→ **Listed entries**:
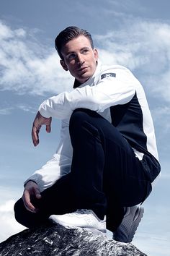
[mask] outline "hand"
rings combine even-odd
[[[43,124],[46,125],[46,132],[50,133],[51,121],[51,117],[43,117],[39,111],[37,112],[34,120],[32,129],[32,139],[35,147],[36,147],[39,144],[38,134],[40,132],[41,126]]]
[[[38,209],[32,204],[31,197],[40,199],[41,195],[40,193],[37,184],[34,182],[30,181],[24,187],[22,200],[27,210],[32,213],[37,213]]]

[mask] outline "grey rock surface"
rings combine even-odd
[[[25,229],[0,244],[0,256],[146,256],[125,244],[83,229],[49,225]]]

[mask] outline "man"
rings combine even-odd
[[[49,221],[66,226],[106,227],[131,242],[140,206],[160,172],[154,129],[140,83],[122,66],[98,61],[91,35],[68,27],[57,36],[61,64],[75,77],[73,90],[39,108],[32,137],[51,118],[62,119],[56,153],[24,183],[15,217],[31,228]]]

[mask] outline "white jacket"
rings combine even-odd
[[[151,162],[151,164],[153,161],[156,169],[151,178],[153,182],[160,171],[160,166],[157,161],[152,118],[143,88],[125,67],[106,67],[99,62],[95,73],[85,83],[70,93],[63,92],[51,97],[40,105],[39,111],[42,116],[62,119],[61,140],[53,158],[25,183],[28,180],[35,181],[42,192],[70,171],[73,149],[69,119],[73,111],[78,108],[95,111],[117,127],[136,156],[142,161],[145,160],[144,168],[151,165],[148,161]],[[152,170],[146,171],[151,173]]]

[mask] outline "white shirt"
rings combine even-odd
[[[151,157],[157,175],[160,166],[154,127],[141,84],[127,68],[102,66],[99,62],[94,75],[85,83],[70,93],[51,97],[40,105],[39,111],[42,116],[62,119],[61,140],[53,158],[25,183],[30,179],[35,181],[42,192],[69,173],[73,154],[69,119],[78,108],[95,111],[115,126],[129,142],[136,157],[145,161],[144,166],[148,166],[148,156],[149,161]],[[146,171],[148,173],[148,170]]]

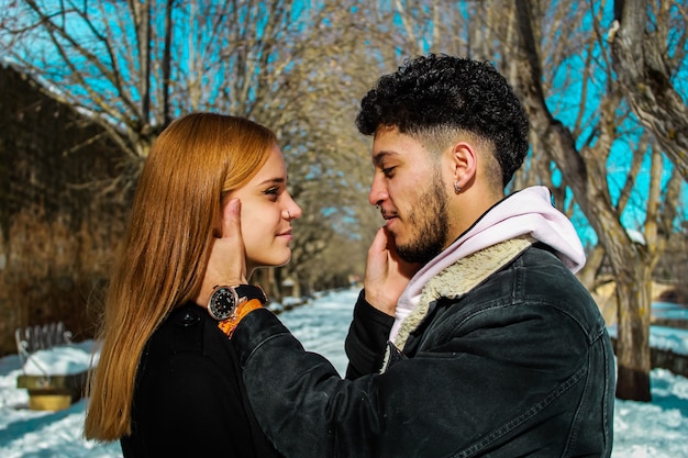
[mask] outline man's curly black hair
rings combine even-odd
[[[528,118],[490,63],[430,54],[382,76],[360,102],[356,126],[373,135],[396,126],[409,135],[463,130],[495,146],[506,187],[528,154]]]

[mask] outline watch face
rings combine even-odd
[[[215,320],[224,321],[234,317],[237,303],[236,292],[226,287],[217,288],[208,302],[208,312]]]

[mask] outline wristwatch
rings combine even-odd
[[[267,302],[263,289],[255,284],[217,286],[208,301],[208,313],[218,321],[234,320],[238,305],[251,299],[257,299],[263,305]]]

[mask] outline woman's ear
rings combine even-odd
[[[222,204],[222,213],[220,221],[217,224],[218,237],[229,237],[234,235],[237,231],[241,234],[241,200],[226,199],[226,202]],[[214,231],[213,231],[214,233]]]
[[[452,172],[455,188],[464,189],[478,167],[476,150],[470,143],[459,142],[452,148]]]

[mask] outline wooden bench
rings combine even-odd
[[[29,390],[29,409],[58,411],[69,407],[84,395],[88,370],[52,373],[40,362],[40,351],[58,351],[73,346],[71,333],[63,323],[18,328],[14,332],[22,371],[16,388]],[[27,371],[27,369],[30,369]],[[27,373],[30,372],[30,373]],[[38,372],[38,373],[36,373]]]

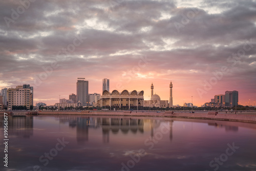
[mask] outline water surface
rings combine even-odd
[[[3,170],[256,170],[253,124],[80,116],[13,117],[9,124]]]

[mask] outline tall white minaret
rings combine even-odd
[[[170,83],[170,101],[169,101],[169,107],[173,107],[173,83],[172,81]]]
[[[152,96],[153,96],[154,94],[153,89],[154,89],[154,86],[153,86],[153,83],[152,83],[152,84],[151,84],[151,97],[152,97]]]

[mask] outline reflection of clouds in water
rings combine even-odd
[[[128,151],[124,151],[124,154],[123,155],[125,156],[129,156],[131,155],[139,155],[140,156],[144,156],[144,155],[145,155],[145,154],[146,154],[146,153],[142,153],[142,151],[141,151],[140,150],[128,150]]]
[[[242,167],[248,167],[248,168],[256,168],[256,164],[242,164],[240,163],[237,163],[238,165]]]

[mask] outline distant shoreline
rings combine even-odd
[[[249,123],[256,123],[256,112],[246,112],[241,113],[238,112],[237,114],[233,113],[227,113],[225,112],[212,111],[195,111],[192,113],[191,111],[1,111],[0,114],[7,112],[13,116],[22,116],[26,115],[30,116],[117,116],[117,117],[161,117],[161,118],[173,118],[183,119],[203,119],[209,120],[218,120],[225,121],[232,121],[245,122]]]

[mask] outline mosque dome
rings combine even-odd
[[[154,94],[151,97],[151,100],[161,100],[161,99],[159,96],[157,94]]]

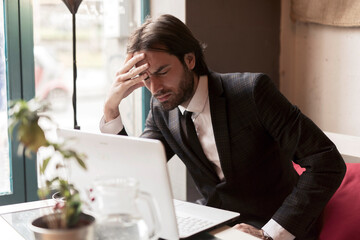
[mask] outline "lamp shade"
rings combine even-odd
[[[76,14],[82,0],[62,0],[72,14]]]

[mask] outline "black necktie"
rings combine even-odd
[[[205,165],[205,167],[212,172],[213,176],[217,176],[213,166],[206,157],[202,146],[200,144],[199,138],[196,134],[194,122],[191,119],[193,113],[185,111],[184,115],[181,116],[181,127],[183,130],[184,140],[186,141],[188,147],[192,149],[195,155],[200,159],[200,161]]]
[[[200,159],[204,160],[205,157],[206,161],[208,161],[199,142],[199,138],[196,134],[194,122],[191,119],[192,114],[192,112],[185,111],[183,117],[181,118],[181,125],[184,131],[186,141],[189,147]]]

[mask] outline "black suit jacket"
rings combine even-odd
[[[273,218],[304,238],[344,176],[336,147],[266,75],[212,72],[208,81],[224,181],[184,144],[178,108],[163,111],[152,98],[142,137],[161,140],[169,159],[180,157],[207,205],[260,225]],[[301,177],[292,161],[306,168]]]

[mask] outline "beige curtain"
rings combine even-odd
[[[360,0],[291,0],[293,21],[360,26]]]

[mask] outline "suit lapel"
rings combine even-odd
[[[226,98],[222,96],[223,88],[220,76],[209,74],[209,101],[216,147],[219,153],[221,168],[228,181],[232,173],[231,149],[227,119]]]
[[[193,161],[208,177],[210,177],[213,181],[218,182],[219,178],[212,168],[210,161],[205,163],[202,161],[194,152],[186,145],[184,142],[186,141],[183,139],[181,135],[181,126],[180,126],[180,110],[175,108],[169,112],[169,130],[172,136],[175,138],[177,143],[179,144],[182,151],[185,153],[186,156],[189,156],[191,161]],[[188,161],[187,159],[183,159]]]

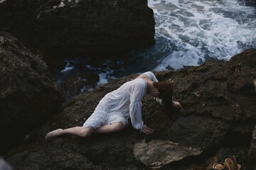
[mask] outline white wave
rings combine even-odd
[[[228,60],[256,47],[256,9],[238,0],[149,0],[158,38],[171,40],[154,70],[198,65],[209,58]]]

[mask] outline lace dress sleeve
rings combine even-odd
[[[146,92],[146,84],[142,81],[133,84],[130,96],[129,115],[132,126],[137,130],[142,130],[144,125],[142,117],[142,99]]]
[[[156,76],[152,73],[151,72],[144,72],[145,74],[151,81],[153,81],[154,82],[158,82],[158,79],[156,79]]]

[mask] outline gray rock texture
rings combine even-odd
[[[106,57],[149,47],[154,44],[154,24],[146,0],[8,0],[0,4],[0,29],[13,33],[26,47],[54,53],[53,57]]]
[[[28,133],[18,149],[10,150],[7,161],[18,169],[50,169],[56,164],[58,169],[147,169],[155,166],[143,161],[147,157],[146,160],[157,162],[160,169],[200,170],[210,169],[213,163],[235,155],[243,169],[255,168],[255,162],[247,155],[256,124],[255,49],[245,50],[228,62],[208,60],[201,66],[155,74],[159,81],[174,83],[174,100],[185,110],[162,108],[146,95],[142,100],[142,117],[145,124],[154,130],[153,135],[141,134],[129,125],[120,132],[94,134],[86,139],[64,135],[44,140],[50,130],[82,125],[100,100],[137,76],[133,74],[68,101],[61,113],[45,126]],[[137,149],[134,152],[138,144],[151,146],[156,141],[163,143],[168,155],[172,153],[168,147],[170,143],[177,143],[182,148],[200,148],[200,152],[192,152],[173,162],[174,157],[167,160],[167,154],[158,153],[157,144],[156,148],[145,147],[149,152],[144,155],[137,154]],[[183,151],[178,151],[176,156],[182,155]]]
[[[256,125],[252,132],[251,147],[249,150],[249,154],[252,159],[256,160]]]
[[[8,33],[0,32],[1,149],[42,125],[63,102],[46,64]]]

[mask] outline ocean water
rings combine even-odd
[[[128,52],[126,61],[102,60],[96,67],[79,57],[66,60],[65,68],[55,72],[58,81],[90,69],[99,74],[100,85],[134,73],[229,60],[256,48],[256,8],[242,0],[148,0],[148,5],[156,21],[154,47]]]

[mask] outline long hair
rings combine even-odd
[[[159,92],[159,98],[162,99],[162,104],[164,106],[172,106],[172,96],[174,92],[174,85],[172,83],[167,82],[154,82],[154,86]]]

→ **Work required**: Copy out, unchanged, the lines of the entries from the one holding "[mask] outline mosque dome" through the one holding "[[[360,0],[291,0],[293,21],[360,26]]]", both included. Leave out any line that only marks a picture.

→ **Response for this exercise**:
[mask] outline mosque dome
rings combine even-odd
[[[154,94],[151,97],[151,100],[161,100],[161,99],[159,96],[157,94]]]

[mask] outline "lamp shade"
rings combine even-odd
[[[76,14],[82,0],[62,0],[72,14]]]

[mask] outline "black necktie"
rings combine even-odd
[[[205,165],[205,167],[212,172],[213,176],[217,176],[213,166],[206,157],[202,146],[200,144],[199,138],[196,134],[194,122],[191,119],[193,113],[185,111],[184,115],[181,116],[181,127],[183,130],[184,140],[186,141],[188,147],[192,149],[195,155],[200,159],[200,161]]]
[[[200,159],[204,160],[205,157],[206,161],[208,161],[199,142],[199,138],[196,134],[194,122],[191,119],[192,114],[192,112],[185,111],[183,117],[181,118],[181,125],[184,131],[186,141],[189,147]]]

[mask] outline "black suit jacket"
rings combine even-odd
[[[273,218],[304,238],[344,176],[336,147],[266,75],[212,72],[208,81],[224,181],[184,144],[178,108],[163,111],[152,98],[142,137],[161,140],[169,159],[180,157],[207,205],[260,225]],[[301,177],[292,161],[306,168]]]

[mask] outline "beige curtain"
rings combine even-odd
[[[360,0],[291,0],[293,21],[360,26]]]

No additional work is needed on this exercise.